O pleno exercício da empresa desde muito tempo deixou de ser apenas um meio de auferir lucros, de enriquecer o empresário ou comerciante. Efetivamente o exercício de atividades profissionais utilizando-se dos instrumentos para o alcance dos objetivos empresariais – capital, mão de obra, tecnologia, insumos – é permeado por princípios ligados à função social da atividade mercantil.
De fato, pois breve análise do sistema legal para a atividade empresarial já evidencia o necessário cumprimento a inúmeras regras legais criadas para garantir e efetivar proteção aos trabalhadores, resguardo do meio ambiente, financiamento da atividade estatal – leia-se tributação. Trata-se da nova realidade social, fundada em um dos seus pilares pelo exercício empresarial como meio de prestação de serviços, produção de bens e suas comercializações, atuando as empresas como figuras essenciais para o corpo social, ganhando importância para o efetivo alcance das necessidades dos cidadãos. Exemplo latente são os serviços de telefonia, prestados no Brasil por empresas. Ninguém afirmaria a possibilidade de organização social atual sem serviços de telecomunicações.

######

▶ **Exercícios propostos**
A) Quais instrumentos para o alcance dos objetivos empresariais o texto sobre a função social da empresa enumera?
B) Resuma em duas frases o texto sobre a função social da empresa.
C) Reescreva o trecho de "De fato, pois" até "serviços de telecomunicações." do texto sobre a função social da empresa, trocando "telefonia" por "internet".

▶ **Linhas de dados**
######

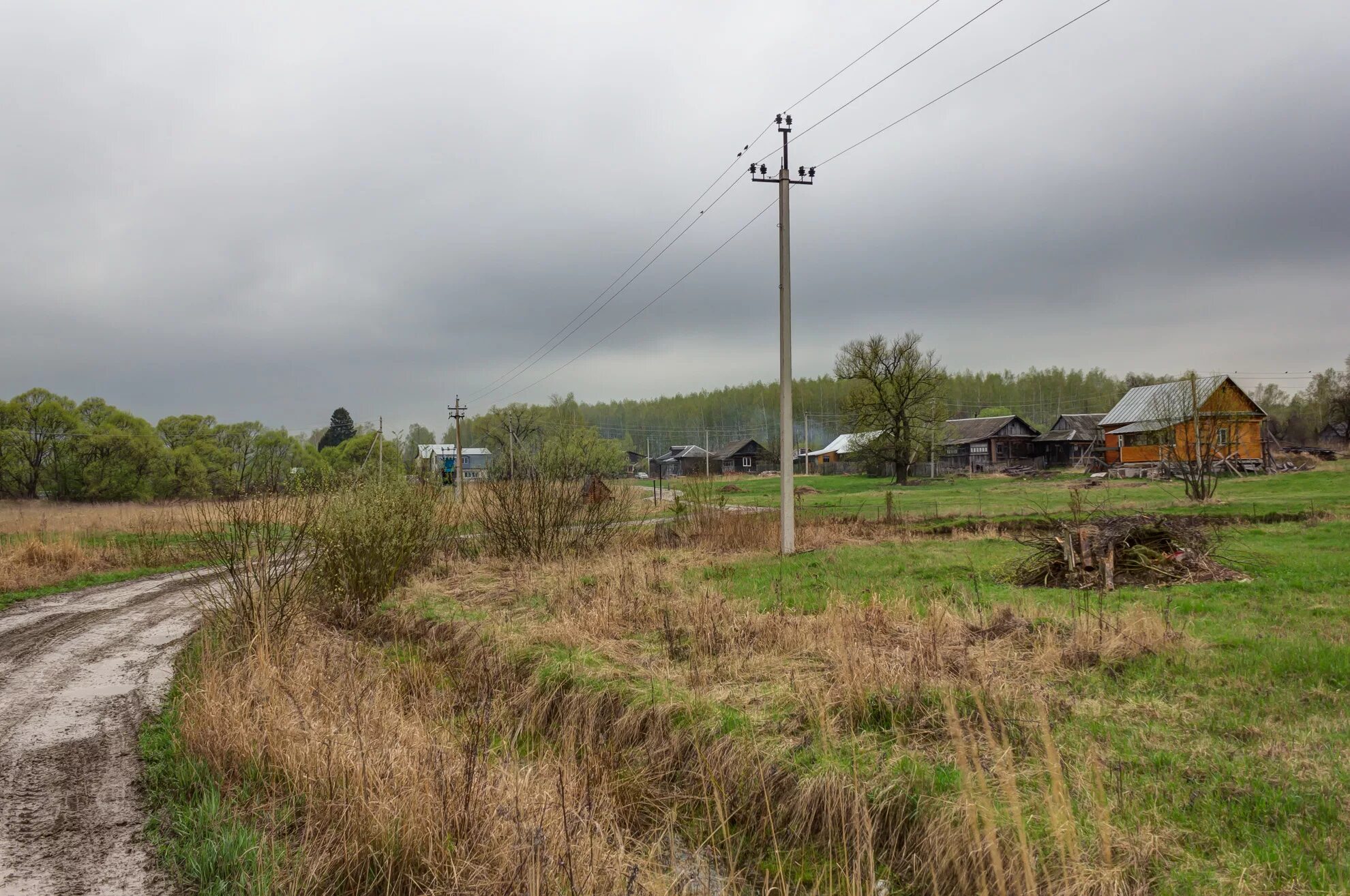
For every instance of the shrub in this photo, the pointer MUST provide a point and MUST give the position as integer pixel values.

######

▶ **Exercícios resolvidos**
A) Capital, mão de obra, tecnologia e insumos.

B) Há muito tempo, o exercício da empresa deixou de ser apenas um meio de auferir lucros e passou a ser permeado por princípios ligados à função social da atividade mercantil, com regras legais de proteção aos trabalhadores, resguardo do meio ambiente e tributação. As empresas tornaram-se figuras essenciais para o corpo social ao prestar serviços e produzir e comercializar bens, como exemplificam os serviços de telefonia prestados no Brasil.

C)
De fato, pois breve análise do sistema legal para a atividade empresarial já evidencia o necessário cumprimento a inúmeras regras legais criadas para garantir e efetivar proteção aos trabalhadores, resguardo do meio ambiente, financiamento da atividade estatal – leia-se tributação. Trata-se da nova realidade social, fundada em um dos seus pilares pelo exercício empresarial como meio de prestação de serviços, produção de bens e suas comercializações, atuando as empresas como figuras essenciais para o corpo social, ganhando importância para o efetivo alcance das necessidades dos cidadãos. Exemplo latente são os serviços de internet, prestados no Brasil por empresas. Ninguém afirmaria a possibilidade de organização social atual sem serviços de telecomunicações.